PROBLEM REQUIREMENTS: Below are some records. Pull every line that contains the word "tower".

INPUT RECORDS:
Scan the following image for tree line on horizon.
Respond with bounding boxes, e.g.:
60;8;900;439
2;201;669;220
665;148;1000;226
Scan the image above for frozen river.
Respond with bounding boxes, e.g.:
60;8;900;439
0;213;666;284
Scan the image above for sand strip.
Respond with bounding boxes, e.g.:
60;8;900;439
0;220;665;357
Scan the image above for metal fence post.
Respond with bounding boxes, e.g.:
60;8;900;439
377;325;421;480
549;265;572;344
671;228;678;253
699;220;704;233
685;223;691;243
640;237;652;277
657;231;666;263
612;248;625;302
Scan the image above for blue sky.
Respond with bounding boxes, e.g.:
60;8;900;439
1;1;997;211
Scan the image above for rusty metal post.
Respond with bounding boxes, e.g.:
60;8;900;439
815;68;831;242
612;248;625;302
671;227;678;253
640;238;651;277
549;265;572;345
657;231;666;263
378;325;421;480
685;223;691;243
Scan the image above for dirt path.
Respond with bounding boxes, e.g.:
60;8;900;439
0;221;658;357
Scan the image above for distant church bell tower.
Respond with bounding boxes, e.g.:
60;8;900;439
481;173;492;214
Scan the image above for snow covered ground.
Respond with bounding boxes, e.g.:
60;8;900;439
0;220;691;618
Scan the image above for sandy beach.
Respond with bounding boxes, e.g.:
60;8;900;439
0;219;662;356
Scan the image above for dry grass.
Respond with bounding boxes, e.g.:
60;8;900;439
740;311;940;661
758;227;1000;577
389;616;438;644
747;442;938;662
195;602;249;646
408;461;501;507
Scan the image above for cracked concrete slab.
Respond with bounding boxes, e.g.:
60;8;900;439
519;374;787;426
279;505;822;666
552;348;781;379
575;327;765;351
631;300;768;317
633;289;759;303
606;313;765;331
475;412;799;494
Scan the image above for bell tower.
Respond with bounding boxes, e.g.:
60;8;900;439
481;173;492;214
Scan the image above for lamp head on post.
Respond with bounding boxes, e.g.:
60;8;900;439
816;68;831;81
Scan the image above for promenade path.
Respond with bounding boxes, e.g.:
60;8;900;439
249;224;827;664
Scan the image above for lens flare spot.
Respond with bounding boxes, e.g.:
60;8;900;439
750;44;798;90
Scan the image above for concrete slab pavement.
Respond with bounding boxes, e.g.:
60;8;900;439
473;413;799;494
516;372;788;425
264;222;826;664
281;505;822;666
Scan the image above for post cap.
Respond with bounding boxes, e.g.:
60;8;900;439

ANSWER:
Scan the image above for distant church bell tower.
Scan the image above for bell tower.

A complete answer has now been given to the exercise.